» **MATERIAL FOR THIS TASK**
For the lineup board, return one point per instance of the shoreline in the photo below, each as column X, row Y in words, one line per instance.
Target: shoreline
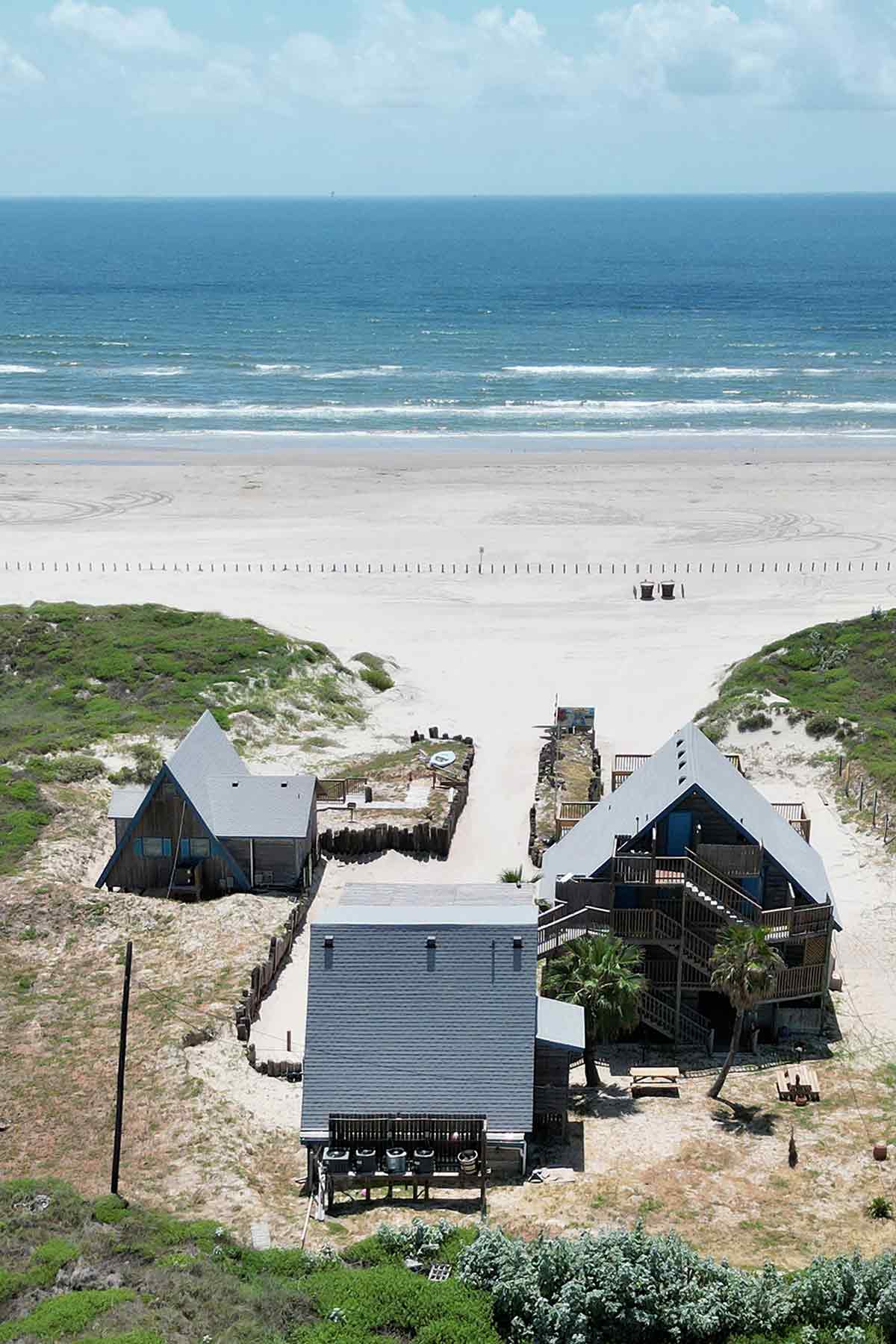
column 415, row 448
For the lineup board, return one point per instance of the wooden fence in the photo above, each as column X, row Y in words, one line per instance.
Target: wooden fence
column 543, row 567
column 423, row 838
column 265, row 974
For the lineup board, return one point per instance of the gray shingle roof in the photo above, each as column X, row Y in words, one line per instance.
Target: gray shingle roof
column 688, row 759
column 206, row 752
column 422, row 902
column 394, row 1026
column 231, row 801
column 261, row 806
column 561, row 1023
column 125, row 803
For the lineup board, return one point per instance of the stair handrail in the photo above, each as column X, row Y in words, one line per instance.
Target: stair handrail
column 736, row 893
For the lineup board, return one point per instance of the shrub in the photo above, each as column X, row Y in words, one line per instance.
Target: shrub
column 65, row 1315
column 754, row 721
column 822, row 726
column 655, row 1289
column 417, row 1238
column 378, row 679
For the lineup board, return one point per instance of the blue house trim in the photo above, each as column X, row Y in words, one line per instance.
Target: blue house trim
column 167, row 777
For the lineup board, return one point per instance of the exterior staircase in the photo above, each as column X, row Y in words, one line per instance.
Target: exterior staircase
column 659, row 1011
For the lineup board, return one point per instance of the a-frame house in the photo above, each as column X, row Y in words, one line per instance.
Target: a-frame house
column 680, row 851
column 206, row 826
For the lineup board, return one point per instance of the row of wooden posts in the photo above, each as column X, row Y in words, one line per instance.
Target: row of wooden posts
column 450, row 567
column 425, row 838
column 862, row 796
column 265, row 972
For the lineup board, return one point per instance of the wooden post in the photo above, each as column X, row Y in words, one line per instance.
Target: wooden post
column 682, row 942
column 122, row 1050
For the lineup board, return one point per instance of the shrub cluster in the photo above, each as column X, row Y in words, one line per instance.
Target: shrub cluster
column 626, row 1285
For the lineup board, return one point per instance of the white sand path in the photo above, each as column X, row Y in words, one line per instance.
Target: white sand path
column 487, row 655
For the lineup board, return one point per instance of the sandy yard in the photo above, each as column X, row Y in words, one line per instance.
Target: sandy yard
column 484, row 655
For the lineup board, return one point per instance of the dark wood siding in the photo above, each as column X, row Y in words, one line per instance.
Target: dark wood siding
column 167, row 818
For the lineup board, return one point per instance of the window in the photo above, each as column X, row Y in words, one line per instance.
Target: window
column 195, row 847
column 153, row 847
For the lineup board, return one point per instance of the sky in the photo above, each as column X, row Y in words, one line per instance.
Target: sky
column 395, row 97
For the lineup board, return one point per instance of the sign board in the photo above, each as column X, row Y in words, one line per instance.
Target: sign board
column 575, row 718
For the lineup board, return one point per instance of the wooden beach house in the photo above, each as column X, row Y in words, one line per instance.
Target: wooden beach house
column 206, row 826
column 423, row 1021
column 679, row 851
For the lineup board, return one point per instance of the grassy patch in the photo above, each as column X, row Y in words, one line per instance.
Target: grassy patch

» **TASK TO COMPLETE**
Copy out all of the data word for word. Do not carry over any picture.

» **RESULT OF THIS EXERCISE**
For the lineup board, return one point per instance of the shoreline in the photo below, each as column X, row Y in words, one line per instance.
Target: shoreline
column 415, row 448
For the lineup board, return one point per instance of the wooden fence in the photo above, each as column X, row Y in words, one line per instance.
Target: wooden fence
column 543, row 567
column 423, row 838
column 265, row 974
For the lineup board, return one point per instance of the gray shingle roof in the photo above, each as column X, row Y in words, one line per instance.
Target: gray shingle roof
column 688, row 759
column 206, row 752
column 422, row 902
column 394, row 1026
column 231, row 801
column 261, row 806
column 561, row 1023
column 125, row 803
For the lineup board, return one point per instance of the stair handrail in the photo above, each as column X, row Y in words, one line per instance.
Target: stair handrail
column 736, row 893
For the lineup board, return one point per instance of the shrub in the photo above, each as column X, row Y in words, one line per instance.
Target: shrub
column 65, row 1315
column 754, row 721
column 822, row 726
column 655, row 1289
column 417, row 1238
column 378, row 679
For the lineup board, return one point per instance of the blue house trim in the photo above, each as column X, row Y in words, one line per instance.
Target: blue house trim
column 167, row 777
For the lineup board, return one point per instance of the exterior staircase in the photo above, each as column X, row Y in words, one line per instance.
Target: exterior staircase
column 659, row 1011
For the lineup board, return one point per instance of the a-frame house in the photo above, each as column X, row Y in words, one line per instance.
Target: a-frame house
column 680, row 851
column 206, row 826
For the lineup board, return one point per instance of the row of wooden posts in the photo above, each as column X, row Y in words, one line per instance.
Target: row of wooden posts
column 450, row 567
column 425, row 838
column 862, row 796
column 265, row 972
For the lineup board, return one point per instance of the wooden post in the photo above, each as column X, row Y in words, one line per instance.
Target: wooden post
column 682, row 942
column 122, row 1050
For the lineup board, return one point per instance of the shrub cluster in the photo above, each as column X, row Y in words, one line per instance.
Target: shrub cluster
column 626, row 1285
For the lineup board, return one point per instance of the white sand path in the photo above, each as column X, row Y in words, one line per instance.
Target: white sand path
column 487, row 655
For the lineup board, return one point per instance of the sandy yard in the photo above, each as column X, row Y in words, one line per instance.
Target: sandy yard
column 484, row 655
For the lineup board, return one point per instance of the dark wood siding in the photo above, each as column X, row Y in words, one line per instance.
Target: dark wood siding
column 167, row 818
For the lineup board, return one point per instance of the window in the photo above, each as column X, row Y in words, one line per instance.
Target: window
column 195, row 847
column 153, row 847
For the lineup board, return one point per instance of the sky in the photo above, each as column X, row Y in words, one line per instance.
Target: sky
column 395, row 97
For the lineup board, return one point per instance of the sign board in the photo above, each as column X, row Y in words, one line per instance.
Target: sign board
column 575, row 718
For the lineup board, return one point per instance of the wooden beach house in the photo above, each as column X, row Y in words, one line per instance.
Target: wooden beach house
column 206, row 826
column 423, row 1021
column 679, row 851
For the lineup board, return one point per instance of the grassy patch in the photo above, each as column X, row Y in words, one line per instance.
Target: grassy patch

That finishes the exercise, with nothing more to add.